» **Exercise task**
Locate every line in the records below that contains the string "right" and copy each of those lines. Case counts.

» **Given data**

:::

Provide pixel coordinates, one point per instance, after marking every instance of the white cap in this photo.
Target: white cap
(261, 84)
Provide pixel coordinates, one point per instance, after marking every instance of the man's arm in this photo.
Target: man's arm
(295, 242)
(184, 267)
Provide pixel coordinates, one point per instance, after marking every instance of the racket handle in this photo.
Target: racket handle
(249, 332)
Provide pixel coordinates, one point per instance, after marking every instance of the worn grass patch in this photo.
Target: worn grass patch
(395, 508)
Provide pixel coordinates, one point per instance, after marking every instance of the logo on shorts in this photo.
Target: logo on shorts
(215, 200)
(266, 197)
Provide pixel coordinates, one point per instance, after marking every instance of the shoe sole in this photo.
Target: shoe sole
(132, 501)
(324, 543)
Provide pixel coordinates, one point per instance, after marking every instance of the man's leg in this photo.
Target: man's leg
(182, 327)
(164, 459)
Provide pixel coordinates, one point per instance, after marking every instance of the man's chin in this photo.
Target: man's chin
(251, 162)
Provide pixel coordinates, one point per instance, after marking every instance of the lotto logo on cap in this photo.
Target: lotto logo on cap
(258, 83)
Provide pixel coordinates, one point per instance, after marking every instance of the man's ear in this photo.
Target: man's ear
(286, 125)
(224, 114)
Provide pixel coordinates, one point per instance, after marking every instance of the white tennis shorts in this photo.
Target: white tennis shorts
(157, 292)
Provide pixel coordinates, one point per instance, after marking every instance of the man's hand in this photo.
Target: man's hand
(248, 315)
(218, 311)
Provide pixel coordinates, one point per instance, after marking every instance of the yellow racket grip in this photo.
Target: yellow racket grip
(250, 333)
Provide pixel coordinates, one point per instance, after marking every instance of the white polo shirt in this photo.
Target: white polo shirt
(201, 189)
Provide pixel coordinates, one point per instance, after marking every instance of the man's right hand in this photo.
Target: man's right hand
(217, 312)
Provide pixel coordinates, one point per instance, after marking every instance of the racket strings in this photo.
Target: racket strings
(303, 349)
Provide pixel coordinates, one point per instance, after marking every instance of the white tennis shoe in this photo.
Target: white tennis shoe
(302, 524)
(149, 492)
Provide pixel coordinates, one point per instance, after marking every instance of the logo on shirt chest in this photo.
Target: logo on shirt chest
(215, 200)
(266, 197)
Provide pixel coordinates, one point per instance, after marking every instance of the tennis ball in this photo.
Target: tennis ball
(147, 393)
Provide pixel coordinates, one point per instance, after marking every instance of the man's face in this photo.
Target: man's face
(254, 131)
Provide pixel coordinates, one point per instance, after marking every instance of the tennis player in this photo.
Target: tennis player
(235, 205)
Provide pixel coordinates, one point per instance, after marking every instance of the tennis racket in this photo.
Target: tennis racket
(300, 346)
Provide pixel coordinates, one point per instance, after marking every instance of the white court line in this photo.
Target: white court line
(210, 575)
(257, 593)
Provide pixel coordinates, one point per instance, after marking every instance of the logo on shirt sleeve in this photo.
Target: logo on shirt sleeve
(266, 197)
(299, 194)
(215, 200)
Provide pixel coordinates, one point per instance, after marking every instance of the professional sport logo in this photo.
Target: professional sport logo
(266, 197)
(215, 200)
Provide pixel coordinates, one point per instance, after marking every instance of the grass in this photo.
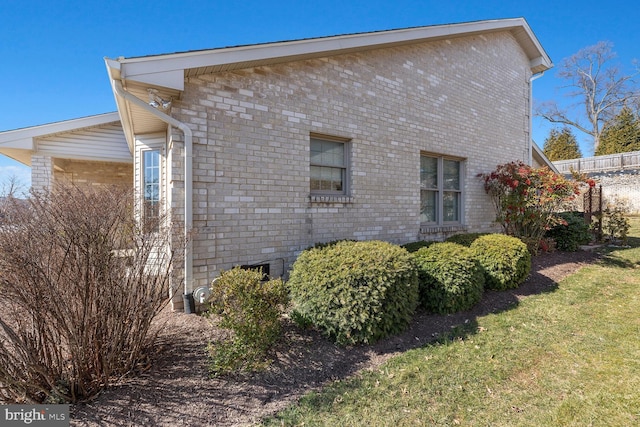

:::

» **Answer to the exercise**
Provide pixel coordinates, one point per instance, after marking every instance of the man's right hand in this photo.
Target: man's right hand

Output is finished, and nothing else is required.